===== Dataset rows

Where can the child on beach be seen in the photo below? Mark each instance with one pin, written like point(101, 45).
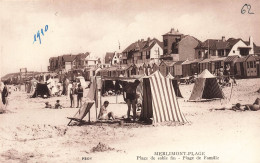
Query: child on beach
point(58, 105)
point(47, 105)
point(103, 115)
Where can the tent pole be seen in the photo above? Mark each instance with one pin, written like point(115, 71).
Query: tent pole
point(89, 117)
point(96, 97)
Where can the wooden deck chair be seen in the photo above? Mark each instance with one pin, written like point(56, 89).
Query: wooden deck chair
point(81, 113)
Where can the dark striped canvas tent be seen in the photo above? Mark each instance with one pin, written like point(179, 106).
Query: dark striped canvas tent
point(159, 100)
point(206, 87)
point(175, 85)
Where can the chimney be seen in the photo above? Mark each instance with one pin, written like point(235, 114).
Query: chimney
point(223, 38)
point(251, 42)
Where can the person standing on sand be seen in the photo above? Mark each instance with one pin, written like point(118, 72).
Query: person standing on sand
point(73, 96)
point(80, 95)
point(5, 94)
point(103, 115)
point(130, 97)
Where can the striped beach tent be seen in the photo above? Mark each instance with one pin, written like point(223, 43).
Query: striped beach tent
point(206, 88)
point(159, 100)
point(175, 85)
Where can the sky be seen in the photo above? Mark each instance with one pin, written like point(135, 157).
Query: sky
point(99, 26)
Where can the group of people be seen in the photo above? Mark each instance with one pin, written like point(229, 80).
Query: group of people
point(130, 97)
point(4, 94)
point(56, 106)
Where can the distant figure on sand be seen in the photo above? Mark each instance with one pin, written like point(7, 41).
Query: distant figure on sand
point(73, 96)
point(5, 94)
point(103, 115)
point(130, 97)
point(58, 105)
point(47, 105)
point(80, 96)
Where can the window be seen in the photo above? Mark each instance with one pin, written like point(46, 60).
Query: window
point(148, 54)
point(251, 64)
point(165, 51)
point(165, 42)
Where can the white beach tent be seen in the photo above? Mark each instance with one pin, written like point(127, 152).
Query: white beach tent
point(159, 100)
point(206, 87)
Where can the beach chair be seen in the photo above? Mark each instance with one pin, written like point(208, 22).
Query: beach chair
point(81, 113)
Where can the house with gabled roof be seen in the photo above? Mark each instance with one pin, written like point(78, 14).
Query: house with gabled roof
point(114, 58)
point(53, 64)
point(213, 48)
point(68, 62)
point(246, 66)
point(143, 51)
point(179, 47)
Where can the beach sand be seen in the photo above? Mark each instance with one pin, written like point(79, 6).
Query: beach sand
point(31, 133)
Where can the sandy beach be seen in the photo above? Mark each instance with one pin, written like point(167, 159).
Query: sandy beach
point(32, 133)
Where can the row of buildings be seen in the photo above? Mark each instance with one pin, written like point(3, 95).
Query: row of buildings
point(184, 55)
point(65, 63)
point(178, 54)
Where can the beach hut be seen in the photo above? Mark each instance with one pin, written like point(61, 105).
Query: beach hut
point(246, 67)
point(206, 87)
point(178, 68)
point(175, 85)
point(159, 100)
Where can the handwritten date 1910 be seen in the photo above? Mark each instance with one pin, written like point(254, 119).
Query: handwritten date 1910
point(246, 8)
point(38, 35)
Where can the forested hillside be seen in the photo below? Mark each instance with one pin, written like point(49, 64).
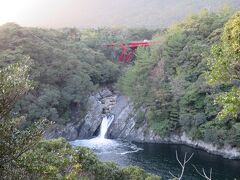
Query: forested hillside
point(108, 13)
point(67, 66)
point(44, 74)
point(171, 81)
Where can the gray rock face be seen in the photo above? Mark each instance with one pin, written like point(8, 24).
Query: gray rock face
point(124, 125)
point(99, 104)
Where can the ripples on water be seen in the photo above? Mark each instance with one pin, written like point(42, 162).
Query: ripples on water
point(159, 158)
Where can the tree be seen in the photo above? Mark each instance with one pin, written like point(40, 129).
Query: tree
point(14, 83)
point(225, 68)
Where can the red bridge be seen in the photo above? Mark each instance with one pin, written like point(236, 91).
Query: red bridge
point(128, 49)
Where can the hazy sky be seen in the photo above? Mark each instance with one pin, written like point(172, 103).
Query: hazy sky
point(94, 13)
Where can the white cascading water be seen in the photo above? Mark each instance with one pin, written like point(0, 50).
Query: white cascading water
point(103, 145)
point(106, 122)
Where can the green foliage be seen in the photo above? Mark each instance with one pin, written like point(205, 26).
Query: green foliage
point(169, 81)
point(14, 83)
point(65, 68)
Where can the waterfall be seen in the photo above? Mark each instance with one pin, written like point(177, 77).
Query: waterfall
point(106, 122)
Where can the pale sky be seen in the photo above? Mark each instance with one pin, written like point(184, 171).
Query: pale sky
point(95, 13)
point(50, 13)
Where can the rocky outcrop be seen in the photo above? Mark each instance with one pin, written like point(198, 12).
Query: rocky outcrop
point(125, 127)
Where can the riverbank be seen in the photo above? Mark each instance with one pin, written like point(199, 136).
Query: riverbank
point(125, 126)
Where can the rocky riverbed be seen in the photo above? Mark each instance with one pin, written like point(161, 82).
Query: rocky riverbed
point(124, 125)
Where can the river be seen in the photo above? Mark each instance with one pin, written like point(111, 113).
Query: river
point(160, 158)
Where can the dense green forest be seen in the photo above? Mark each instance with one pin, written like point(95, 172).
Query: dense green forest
point(23, 152)
point(67, 66)
point(191, 80)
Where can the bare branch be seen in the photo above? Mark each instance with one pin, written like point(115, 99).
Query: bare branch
point(182, 164)
point(203, 174)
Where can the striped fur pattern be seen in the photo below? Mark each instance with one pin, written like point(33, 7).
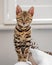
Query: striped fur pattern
point(22, 32)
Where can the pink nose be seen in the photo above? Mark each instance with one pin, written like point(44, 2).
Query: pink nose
point(23, 23)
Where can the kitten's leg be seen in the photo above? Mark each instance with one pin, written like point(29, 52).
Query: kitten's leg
point(30, 58)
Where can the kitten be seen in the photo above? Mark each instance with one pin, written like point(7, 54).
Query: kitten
point(22, 32)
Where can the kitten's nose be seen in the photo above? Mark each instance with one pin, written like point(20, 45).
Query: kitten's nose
point(22, 49)
point(23, 23)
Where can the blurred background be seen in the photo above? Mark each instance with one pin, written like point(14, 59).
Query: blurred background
point(7, 51)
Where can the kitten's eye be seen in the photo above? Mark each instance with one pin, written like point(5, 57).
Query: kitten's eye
point(27, 46)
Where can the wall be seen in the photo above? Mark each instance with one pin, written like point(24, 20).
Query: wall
point(7, 52)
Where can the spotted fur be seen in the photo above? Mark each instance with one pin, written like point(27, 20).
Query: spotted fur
point(22, 32)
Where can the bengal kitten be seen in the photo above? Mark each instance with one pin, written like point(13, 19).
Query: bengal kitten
point(22, 32)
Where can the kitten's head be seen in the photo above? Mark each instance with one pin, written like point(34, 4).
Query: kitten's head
point(24, 18)
point(22, 51)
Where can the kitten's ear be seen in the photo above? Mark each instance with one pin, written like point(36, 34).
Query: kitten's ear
point(18, 9)
point(31, 11)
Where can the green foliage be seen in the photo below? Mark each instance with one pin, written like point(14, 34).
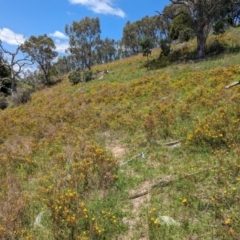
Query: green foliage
point(41, 50)
point(72, 156)
point(84, 37)
point(88, 75)
point(165, 47)
point(182, 28)
point(3, 101)
point(146, 45)
point(74, 77)
point(219, 27)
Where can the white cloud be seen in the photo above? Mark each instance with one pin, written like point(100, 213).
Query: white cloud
point(61, 46)
point(100, 6)
point(8, 36)
point(58, 34)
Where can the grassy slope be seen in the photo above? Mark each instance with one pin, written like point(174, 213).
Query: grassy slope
point(60, 153)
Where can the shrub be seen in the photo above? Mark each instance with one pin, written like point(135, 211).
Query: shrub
point(74, 77)
point(22, 95)
point(88, 75)
point(3, 102)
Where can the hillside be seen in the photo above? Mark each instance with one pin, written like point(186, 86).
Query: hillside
point(144, 153)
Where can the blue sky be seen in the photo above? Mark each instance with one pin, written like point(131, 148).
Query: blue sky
point(24, 18)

==========

Reproduce each entry precisely. Leave the pictures out.

Response to the task:
Where can the child on beach be seen in the photo below? Mark each instance with one pin, written like point(101, 45).
Query: child on beach
point(58, 105)
point(47, 105)
point(103, 115)
Where can the tent pole be seen in the photo above? Mark each instance with one pin, written like point(115, 71).
Query: tent pole
point(89, 117)
point(96, 97)
Where can the wooden deck chair be seen in the photo above? Mark each instance with one pin, written like point(56, 89).
Query: wooden deck chair
point(81, 113)
Where can the dark striped canvas tent be seen in the photo above? Mark each instance with one pin, written like point(179, 106).
Query: dark striped canvas tent
point(159, 100)
point(206, 87)
point(175, 85)
Where can the chimney be seen in the photo above? Mark each instance with one pin, written like point(235, 114).
Query: chimney
point(223, 38)
point(251, 42)
Where can the person standing on sand be seen in the photo above? Mark each instance with one pin, written like point(118, 72).
Query: person standing on sand
point(73, 96)
point(80, 95)
point(5, 94)
point(103, 115)
point(130, 97)
Where can the striped beach tent be seen in the photo above? Mark each instance with one pin, written like point(223, 43).
Query: striped beach tent
point(206, 88)
point(159, 100)
point(175, 85)
Where can the sky be seen in the photo above? Mark each instance with one pin, written like point(135, 157).
Query: sky
point(99, 26)
Where can the group of people be seen in the photo above? Mark each instance with one pin, written like point(229, 80).
Query: group of people
point(130, 97)
point(4, 94)
point(56, 106)
Where can the distant figure on sand be seen in the photo above? Mark each instance with one pin, written like point(7, 41).
Query: distant figure on sand
point(73, 96)
point(5, 94)
point(103, 115)
point(130, 97)
point(58, 105)
point(47, 105)
point(80, 96)
Where can the window be seen in the photo above? Mark each instance with one pin, written like point(46, 60).
Query: window
point(148, 54)
point(251, 64)
point(165, 51)
point(165, 42)
Where can the white beach tent be seen in the photo above? Mark each instance with one pin, written like point(127, 152).
Query: white beach tent
point(159, 100)
point(206, 87)
Where can the beach chair be seen in the photo above? Mark each instance with one pin, written like point(208, 22).
Query: beach chair
point(81, 113)
Where can the house with gabled roof be seen in the photo above? Mark each instance with one pin, written like point(78, 14).
Query: house with gabled roof
point(114, 58)
point(53, 64)
point(213, 48)
point(68, 62)
point(246, 66)
point(143, 51)
point(179, 47)
Where can the beach sand be seen in the photo above? Mark each instance with one pin, written like point(79, 6).
Query: beach sand
point(31, 133)
Where can the sandy beach be seen in the photo above? Mark each instance with one pin, written like point(167, 159).
Query: sandy beach
point(32, 133)
Where can the row of buildings be seen in the photo above? Mark each instance with one pin, written like point(3, 95).
Query: row of buildings
point(184, 55)
point(65, 63)
point(178, 54)
Where can the beach hut be seen in the photo above? Mark each instance with one pin, written like point(61, 105).
Query: beach hut
point(246, 67)
point(206, 87)
point(178, 68)
point(175, 85)
point(159, 100)
Where can the handwritten date 1910 be seen in the photo above? Mark each instance with one pin, written like point(254, 119).
Query: handwritten date 1910
point(246, 8)
point(38, 35)
Where can the forested hillside be seen in the photo below? Mark each instance with one pin, written like point(49, 64).
Query: forested hillside
point(108, 13)
point(67, 66)
point(44, 74)
point(171, 81)
Where can the gray rock face be seen in the photo above? Mark each instance with one pin, written like point(8, 24).
Query: gray rock face
point(124, 125)
point(99, 104)
Where can the ripples on water be seen in the photo above? Mark each instance with one pin, written like point(42, 162).
Query: ripples on water
point(159, 158)
Where can the tree be seen in the photo above? Mark each instance with one pin, written like point(40, 129).
Query: tree
point(14, 83)
point(225, 68)
Where can the red bridge be seen in the photo above? Mark each instance with one pin, written like point(236, 91).
Query: red bridge
point(128, 49)
Where can the hazy sky be seen in the photo above? Mark each instance with one pin, written like point(172, 103).
Query: hazy sky
point(94, 13)
Where can the white cascading water be seen in the photo above? Mark each instance with one pin, written like point(0, 50).
Query: white cascading water
point(103, 145)
point(106, 122)
Where can the green foliage be seen in the photo above? Mark each instance with one pin, written like point(205, 26).
Query: green foliage
point(169, 81)
point(14, 83)
point(65, 68)
Where can the waterfall be seen in the photo above? Mark each instance with one pin, written like point(177, 77).
Query: waterfall
point(106, 122)
Where can the pale sky be seen in the photo above? Mark each instance with one pin, written like point(184, 171).
Query: pale sky
point(95, 13)
point(50, 13)
Where can the rocky outcrop be seen in the photo above? Mark each instance with one pin, written like point(198, 12).
Query: rocky outcrop
point(125, 127)
Where can the riverbank be seen in the photo above? Mark each instance with one pin, written like point(199, 136).
Query: riverbank
point(125, 126)
Where can the rocky riverbed be seen in the photo above? Mark each instance with one pin, written like point(161, 82).
Query: rocky riverbed
point(124, 125)
Where can the river be seen in the photo above? Mark each instance with one pin, written like point(111, 113).
Query: river
point(160, 158)
Where can the dense green forest be seen in the photo above? Mark each instance with one pin, written like point(95, 172).
Query: dense green forest
point(23, 152)
point(67, 66)
point(191, 80)
Where can the bare branch be seen in the photo above? Mark each instance with one pin, written like point(115, 99).
Query: bare branch
point(182, 164)
point(203, 174)
Where can the striped fur pattern be seen in the photo below? Mark each instance with one pin, written like point(33, 7).
Query: striped fur pattern
point(22, 32)
Where can the pink nose be seen in the photo above? Mark each instance with one pin, written like point(44, 2).
Query: pink nose
point(23, 23)
Where can the kitten's leg be seen in the photo above? Mark each instance with one pin, written like point(29, 52).
Query: kitten's leg
point(30, 58)
Where can the kitten be seen in the photo above? Mark each instance with one pin, written like point(7, 54).
Query: kitten
point(22, 32)
Where can the kitten's nose be seen in the photo above? Mark each instance with one pin, written like point(20, 45).
Query: kitten's nose
point(22, 49)
point(23, 23)
Where can the blurred background be seen in the photo above? Mark each instance with one pin, written like point(14, 59).
Query: blurred background
point(7, 51)
Where can the kitten's eye be seen in the photo above? Mark each instance with one pin, written like point(5, 57).
Query: kitten's eye
point(27, 46)
Where can the wall be seen in the photo above? Mark each instance with one pin, written like point(24, 20).
Query: wall
point(7, 52)
Where can the spotted fur be seen in the photo above? Mark each instance with one pin, written like point(27, 20).
Query: spotted fur
point(22, 32)
Where can the bengal kitten be seen in the photo above? Mark each instance with one pin, written like point(13, 19).
Query: bengal kitten
point(22, 32)
Where can the kitten's head be seen in the photo above? Mark each instance with one pin, written like point(34, 4).
Query: kitten's head
point(24, 18)
point(22, 51)
Where can the kitten's ear be seen in the photo above? Mark each instance with one pin, written like point(36, 34).
Query: kitten's ear
point(18, 9)
point(31, 11)
Where can the green foliage be seen in the photo below? Mark each instance with one pin, written like point(14, 34).
Query: green foliage
point(41, 50)
point(72, 156)
point(84, 37)
point(88, 75)
point(165, 47)
point(182, 28)
point(3, 101)
point(146, 45)
point(74, 77)
point(219, 27)
Where can the white cloud be seen in the photo above? Mark each instance with one pin, written like point(100, 213).
Query: white cloud
point(61, 46)
point(100, 6)
point(8, 36)
point(58, 34)
Where can the grassy slope be seen in the photo above? Mark each instance with one pin, written like point(174, 213).
Query: grassy slope
point(60, 153)
Where can the shrub be seen in the photo above? Mark each instance with one pin, written like point(135, 211).
Query: shrub
point(74, 77)
point(22, 95)
point(88, 75)
point(3, 102)
Where can the hillside be seen in the photo above? Mark each instance with one pin, written like point(186, 86).
Query: hillside
point(144, 153)
Where can the blue sky be seen in the photo above? Mark each instance with one pin, written like point(131, 148).
Query: blue sky
point(24, 18)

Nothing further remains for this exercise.